Problem statement:
Only the lines from the one containing "Could you provide the mask of every instance of the ponytail?" through the final line of the material below should be output, exactly as they stand.

Dataset entries
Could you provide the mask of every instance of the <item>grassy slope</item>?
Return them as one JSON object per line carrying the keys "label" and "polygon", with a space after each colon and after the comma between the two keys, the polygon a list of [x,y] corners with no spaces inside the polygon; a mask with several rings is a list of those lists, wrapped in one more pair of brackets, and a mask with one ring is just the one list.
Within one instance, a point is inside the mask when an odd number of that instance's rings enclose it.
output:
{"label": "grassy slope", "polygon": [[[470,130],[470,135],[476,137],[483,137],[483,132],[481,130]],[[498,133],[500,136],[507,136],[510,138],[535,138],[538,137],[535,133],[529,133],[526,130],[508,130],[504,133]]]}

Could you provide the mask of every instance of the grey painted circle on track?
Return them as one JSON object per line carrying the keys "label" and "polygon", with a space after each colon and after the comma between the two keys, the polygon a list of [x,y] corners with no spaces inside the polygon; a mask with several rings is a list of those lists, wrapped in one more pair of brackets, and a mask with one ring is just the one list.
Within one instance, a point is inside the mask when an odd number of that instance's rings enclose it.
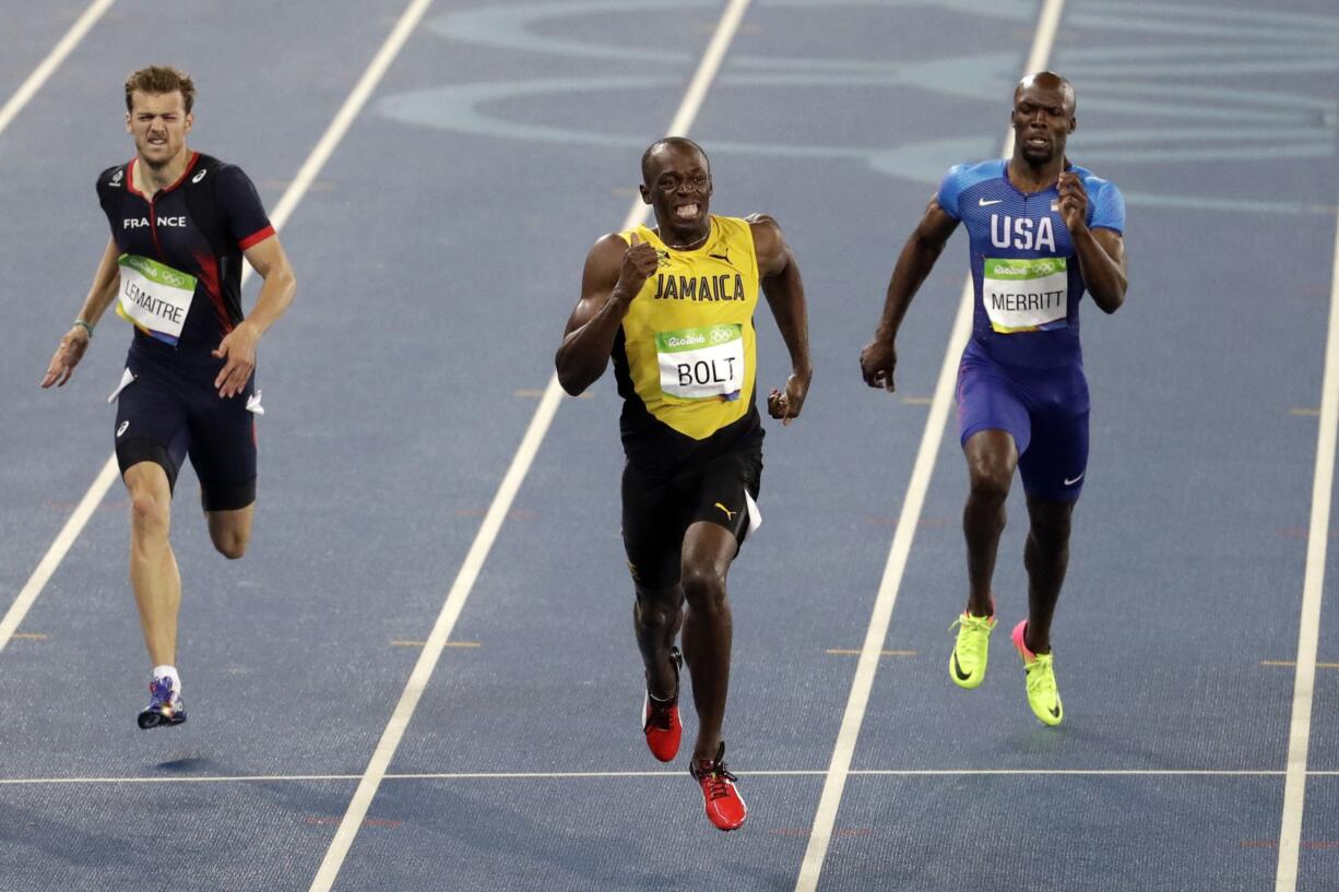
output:
{"label": "grey painted circle on track", "polygon": [[[1026,21],[1031,3],[955,0],[773,0],[765,7],[912,8],[933,7],[973,17],[992,16],[1006,21]],[[680,5],[715,9],[716,0],[684,0]],[[541,35],[533,27],[541,21],[599,13],[663,11],[659,0],[577,0],[565,4],[518,4],[486,7],[441,16],[427,24],[432,33],[451,40],[494,48],[592,60],[645,62],[643,47],[616,47],[584,40]],[[1101,13],[1074,13],[1069,24],[1103,29],[1154,29],[1162,36],[1186,38],[1212,33],[1213,44],[1185,43],[1131,46],[1119,48],[1066,51],[1059,67],[1075,80],[1091,79],[1082,96],[1083,110],[1168,118],[1176,129],[1087,130],[1078,141],[1086,163],[1121,162],[1176,165],[1243,162],[1255,163],[1281,157],[1322,159],[1335,154],[1339,102],[1332,96],[1308,96],[1273,90],[1237,90],[1231,86],[1200,86],[1190,76],[1206,70],[1229,75],[1253,72],[1320,72],[1339,68],[1334,43],[1339,39],[1339,16],[1243,12],[1213,25],[1205,24],[1210,11],[1193,5],[1150,5],[1115,3]],[[1221,12],[1221,11],[1218,11]],[[1208,28],[1208,31],[1206,31]],[[1239,43],[1225,43],[1233,39]],[[1249,43],[1247,43],[1249,40]],[[1310,46],[1308,46],[1310,44]],[[1245,58],[1243,58],[1245,56]],[[659,52],[660,64],[692,64],[688,54]],[[920,88],[956,99],[998,102],[1015,83],[1015,52],[933,59],[927,62],[880,62],[860,59],[767,59],[732,58],[722,87],[886,87]],[[1170,80],[1170,83],[1166,83]],[[542,95],[589,95],[624,90],[676,88],[679,79],[665,76],[548,78],[470,84],[445,84],[399,92],[383,99],[376,111],[402,123],[470,133],[478,135],[561,145],[625,146],[640,150],[644,134],[605,133],[514,121],[489,110],[511,99]],[[1186,123],[1202,126],[1186,126]],[[1256,131],[1243,130],[1252,122],[1271,125]],[[1220,126],[1213,126],[1218,123]],[[1279,146],[1279,139],[1289,141]],[[830,158],[864,161],[869,169],[888,177],[936,185],[945,170],[945,158],[986,158],[995,151],[990,135],[935,139],[902,146],[822,146],[712,141],[712,151],[754,157]],[[1137,205],[1198,208],[1243,213],[1330,213],[1331,209],[1307,201],[1276,201],[1251,197],[1174,196],[1127,192]]]}

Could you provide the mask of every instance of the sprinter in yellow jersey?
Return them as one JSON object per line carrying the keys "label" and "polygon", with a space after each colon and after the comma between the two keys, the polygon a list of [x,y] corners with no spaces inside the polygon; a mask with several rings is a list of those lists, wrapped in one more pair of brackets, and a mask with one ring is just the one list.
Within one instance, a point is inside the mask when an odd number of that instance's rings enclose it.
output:
{"label": "sprinter in yellow jersey", "polygon": [[789,425],[813,376],[805,287],[774,220],[708,213],[711,167],[692,141],[653,143],[641,157],[641,179],[656,228],[595,244],[554,363],[562,388],[576,395],[613,359],[628,459],[623,540],[647,676],[643,733],[657,759],[675,758],[682,627],[699,725],[688,770],[711,822],[734,830],[746,808],[720,737],[730,686],[726,576],[762,520],[753,315],[762,285],[793,368],[767,411]]}

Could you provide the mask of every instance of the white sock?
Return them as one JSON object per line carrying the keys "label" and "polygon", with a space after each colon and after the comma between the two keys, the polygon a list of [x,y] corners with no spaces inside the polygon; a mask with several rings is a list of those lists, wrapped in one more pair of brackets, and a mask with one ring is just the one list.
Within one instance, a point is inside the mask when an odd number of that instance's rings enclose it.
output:
{"label": "white sock", "polygon": [[181,695],[181,676],[177,675],[175,666],[155,666],[153,678],[170,678],[173,692]]}

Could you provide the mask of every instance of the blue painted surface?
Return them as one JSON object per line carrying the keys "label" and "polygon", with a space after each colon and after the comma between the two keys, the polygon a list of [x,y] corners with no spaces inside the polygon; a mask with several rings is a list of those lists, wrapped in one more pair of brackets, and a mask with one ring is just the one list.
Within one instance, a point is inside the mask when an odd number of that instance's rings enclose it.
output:
{"label": "blue painted surface", "polygon": [[[70,17],[0,3],[11,91]],[[74,7],[70,7],[71,9]],[[7,264],[0,593],[19,591],[106,459],[129,333],[107,319],[64,392],[35,383],[106,230],[92,177],[127,157],[121,79],[174,47],[201,86],[193,145],[287,188],[402,4],[257,13],[122,0],[0,134]],[[674,115],[720,4],[439,3],[283,233],[300,277],[262,342],[261,501],[248,557],[214,554],[183,474],[186,726],[133,727],[143,651],[114,489],[0,654],[0,777],[359,774],[544,387],[590,242],[616,229],[640,149]],[[1339,16],[1070,0],[1055,67],[1079,91],[1079,163],[1130,198],[1130,303],[1085,308],[1094,447],[1056,625],[1066,725],[1027,711],[1015,497],[1002,624],[975,692],[945,676],[965,589],[956,437],[943,445],[854,767],[1281,770],[1339,174]],[[60,11],[66,11],[62,17]],[[157,13],[162,16],[161,11]],[[396,779],[340,889],[790,888],[965,272],[949,244],[898,343],[898,395],[856,358],[943,170],[998,150],[1035,7],[755,0],[692,129],[720,213],[767,212],[809,291],[805,417],[769,423],[767,526],[731,573],[726,739],[747,828],[711,830],[692,782],[637,733],[641,667],[619,540],[612,379],[565,400],[392,762],[392,773],[640,771],[616,779]],[[13,35],[20,35],[15,38]],[[649,36],[648,36],[649,35]],[[1208,40],[1212,38],[1212,40]],[[649,47],[649,50],[648,50]],[[12,50],[12,52],[11,52]],[[40,52],[39,52],[40,50]],[[27,54],[27,55],[24,55]],[[1271,162],[1288,154],[1284,162]],[[16,173],[17,171],[17,173]],[[1261,263],[1261,258],[1268,263]],[[256,285],[250,285],[254,295]],[[759,313],[759,388],[786,355]],[[1330,579],[1339,559],[1330,559]],[[1331,583],[1332,588],[1332,583]],[[1320,660],[1339,660],[1336,613]],[[1334,670],[1311,765],[1335,770]],[[59,709],[52,679],[68,679]],[[691,709],[686,725],[696,727]],[[305,888],[353,781],[0,786],[20,889]],[[1308,786],[1326,840],[1332,778]],[[853,775],[822,889],[1267,888],[1283,781]],[[1039,798],[1043,830],[1019,818]],[[1117,822],[1119,818],[1119,822]],[[959,857],[977,846],[979,857]],[[1303,852],[1323,889],[1335,852]],[[1028,887],[1018,877],[1034,877]],[[163,887],[166,888],[166,887]]]}

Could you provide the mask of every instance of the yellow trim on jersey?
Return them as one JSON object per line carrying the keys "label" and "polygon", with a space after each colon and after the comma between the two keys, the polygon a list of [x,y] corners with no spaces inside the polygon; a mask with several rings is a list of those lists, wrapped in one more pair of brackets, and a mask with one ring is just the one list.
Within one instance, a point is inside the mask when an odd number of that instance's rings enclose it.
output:
{"label": "yellow trim on jersey", "polygon": [[674,250],[647,226],[636,232],[660,256],[623,320],[628,372],[656,419],[706,439],[739,421],[758,367],[753,327],[758,256],[747,220],[711,217],[702,248]]}

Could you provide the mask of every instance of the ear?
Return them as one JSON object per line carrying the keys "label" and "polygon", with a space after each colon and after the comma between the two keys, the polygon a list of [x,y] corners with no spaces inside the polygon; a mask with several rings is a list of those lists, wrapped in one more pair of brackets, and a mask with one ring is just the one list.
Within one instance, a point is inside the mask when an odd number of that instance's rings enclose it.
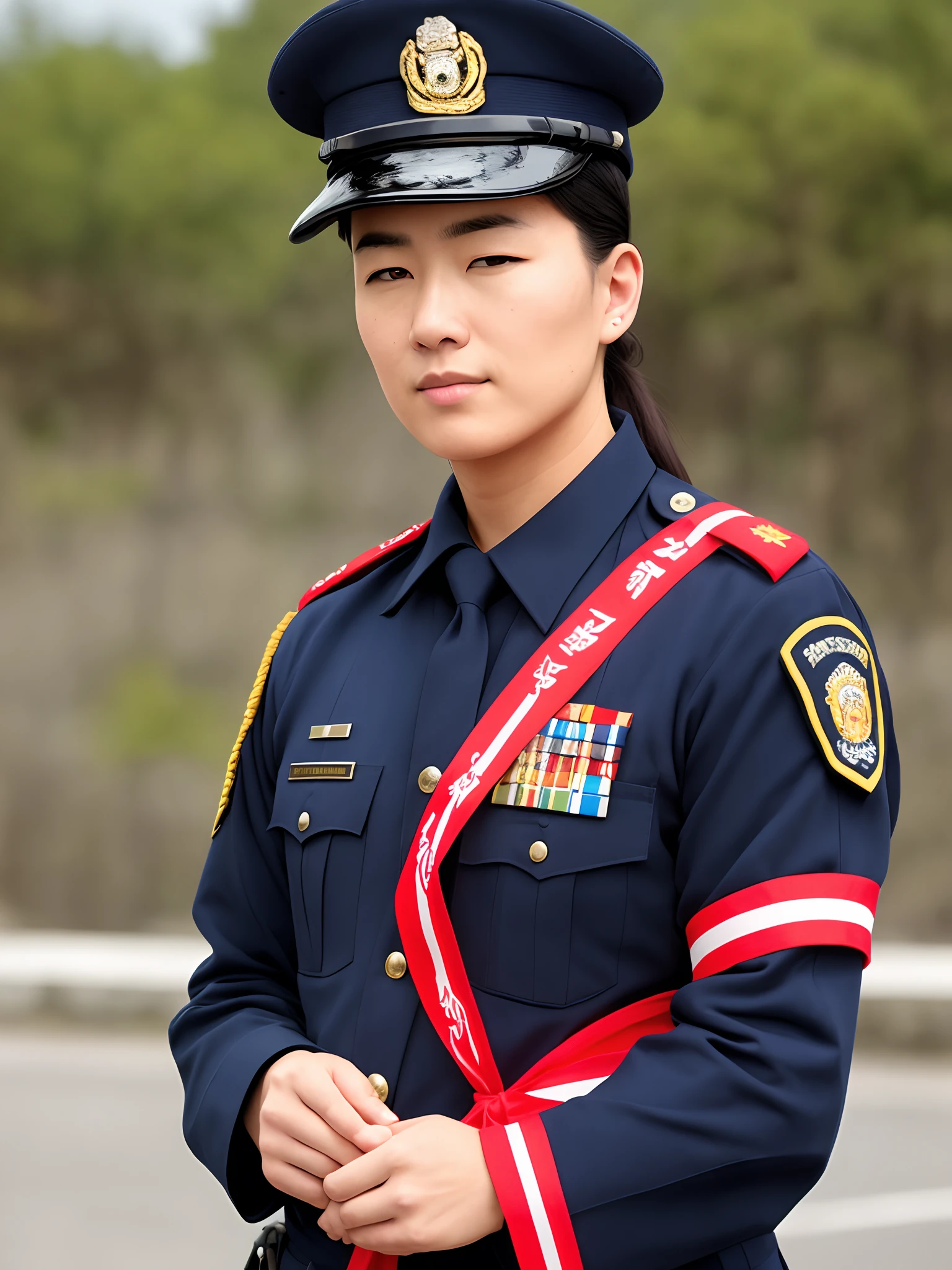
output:
{"label": "ear", "polygon": [[600,343],[613,344],[635,321],[645,279],[641,253],[631,243],[619,243],[598,267],[605,297]]}

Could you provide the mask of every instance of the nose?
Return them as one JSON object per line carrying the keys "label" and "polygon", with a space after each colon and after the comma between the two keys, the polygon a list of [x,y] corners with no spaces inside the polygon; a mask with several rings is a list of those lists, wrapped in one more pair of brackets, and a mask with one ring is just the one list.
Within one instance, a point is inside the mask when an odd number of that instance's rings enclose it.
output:
{"label": "nose", "polygon": [[410,343],[418,352],[465,348],[470,343],[468,325],[446,281],[434,278],[420,288],[410,325]]}

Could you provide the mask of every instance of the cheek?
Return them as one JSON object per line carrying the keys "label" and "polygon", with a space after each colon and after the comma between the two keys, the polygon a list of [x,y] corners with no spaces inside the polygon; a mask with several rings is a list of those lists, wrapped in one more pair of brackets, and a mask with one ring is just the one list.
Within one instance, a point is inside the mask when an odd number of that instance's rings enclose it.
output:
{"label": "cheek", "polygon": [[[487,315],[489,316],[489,315]],[[481,324],[504,366],[545,378],[551,367],[572,364],[588,354],[592,325],[592,286],[561,269],[527,269],[512,291],[493,306]]]}
{"label": "cheek", "polygon": [[373,368],[383,382],[395,373],[400,353],[406,345],[406,319],[396,304],[374,304],[357,300],[357,329]]}

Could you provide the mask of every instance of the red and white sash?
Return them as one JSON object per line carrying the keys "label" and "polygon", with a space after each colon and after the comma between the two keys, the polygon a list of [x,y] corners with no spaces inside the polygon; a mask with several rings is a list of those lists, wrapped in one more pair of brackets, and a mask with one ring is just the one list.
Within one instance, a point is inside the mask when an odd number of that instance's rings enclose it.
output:
{"label": "red and white sash", "polygon": [[[420,1001],[473,1088],[466,1123],[480,1129],[493,1184],[520,1270],[581,1270],[581,1259],[539,1111],[584,1096],[632,1045],[674,1024],[661,993],[617,1010],[503,1086],[449,921],[439,865],[481,800],[545,724],[602,665],[659,599],[722,544],[777,580],[809,550],[803,538],[757,525],[749,512],[708,503],[650,538],[543,641],[505,686],[430,796],[396,892],[404,952]],[[423,533],[413,526],[321,579],[301,607]],[[869,958],[878,888],[864,878],[783,878],[727,895],[688,923],[694,978],[750,956],[807,944],[856,947]],[[396,1257],[355,1248],[348,1270],[396,1270]]]}

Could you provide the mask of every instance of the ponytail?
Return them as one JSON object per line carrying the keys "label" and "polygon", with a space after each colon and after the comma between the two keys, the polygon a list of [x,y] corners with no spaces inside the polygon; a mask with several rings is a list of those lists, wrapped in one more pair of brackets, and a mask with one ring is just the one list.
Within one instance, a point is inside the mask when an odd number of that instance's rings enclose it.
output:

Result for this exercise:
Could you provide the mask of every instance of the ponytail?
Return them as one JSON object per line carrying the keys "label" and "polygon", with a space after each colon and after the comma between the two keys, the polygon a list of [x,y] corners with no spaces inside the polygon; a mask with several rings is a list of those lists, wrapped in one more pair of brackets, and a mask with one ring is just the one list.
Within one instance, a point is inside the mask when an odd number of that instance's rings enclose it.
output:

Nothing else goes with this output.